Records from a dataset
☆ ☆ ☆ ☆ ☆

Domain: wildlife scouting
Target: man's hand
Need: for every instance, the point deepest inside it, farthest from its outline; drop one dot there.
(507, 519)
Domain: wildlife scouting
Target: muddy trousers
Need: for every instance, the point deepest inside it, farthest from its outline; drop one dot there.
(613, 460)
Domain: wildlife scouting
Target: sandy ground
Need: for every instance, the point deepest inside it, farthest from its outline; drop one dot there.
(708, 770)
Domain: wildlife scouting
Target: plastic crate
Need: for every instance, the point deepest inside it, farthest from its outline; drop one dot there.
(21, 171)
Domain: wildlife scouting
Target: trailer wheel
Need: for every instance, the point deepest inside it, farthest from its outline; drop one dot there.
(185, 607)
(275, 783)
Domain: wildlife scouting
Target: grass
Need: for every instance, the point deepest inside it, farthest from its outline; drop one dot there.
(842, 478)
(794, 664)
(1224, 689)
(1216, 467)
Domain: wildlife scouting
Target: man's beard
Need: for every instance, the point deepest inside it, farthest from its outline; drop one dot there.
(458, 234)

☆ ☆ ☆ ☆ ☆

- _Problem statement_:
After locating the line containing "Target: man's hand", write out that line and all remaining lines of the records exactly, with nothing added.

- _Result of this task_:
Target: man's hand
Need: for every instance, the point deepest inside it, farthest from its outline; drop one dot there.
(507, 519)
Domain: wildlife scouting
Target: muddy trousers
Need: for every instance, the point deepest inside it, farthest from its outline; drop one dot there.
(613, 460)
Domain: wildlife scouting
Target: sandy ground
Need: for every instance, the point deepest inside it, farthest from its outline; drop one dot there.
(708, 770)
Domain: wildlife scouting
Target: plastic crate
Need: for every instance, the point deepest inside it, farthest from its outline; drop one dot there.
(21, 171)
Domain: wildlife scouting
Target: trailer wheel
Need: for every instance, the point deepest inside it, farthest from its outline; drop one dot there.
(185, 607)
(275, 783)
Domain: wildlife scouting
Target: grass
Need: for every instance, the point deepest inside it, farthest from its outline; drop one dot there.
(842, 478)
(794, 664)
(1224, 689)
(1216, 467)
Domain: wildlife scouting
Target: man's beard
Need: for every instance, the point deepest inside it, farthest from its outline; drop one dot there.
(458, 234)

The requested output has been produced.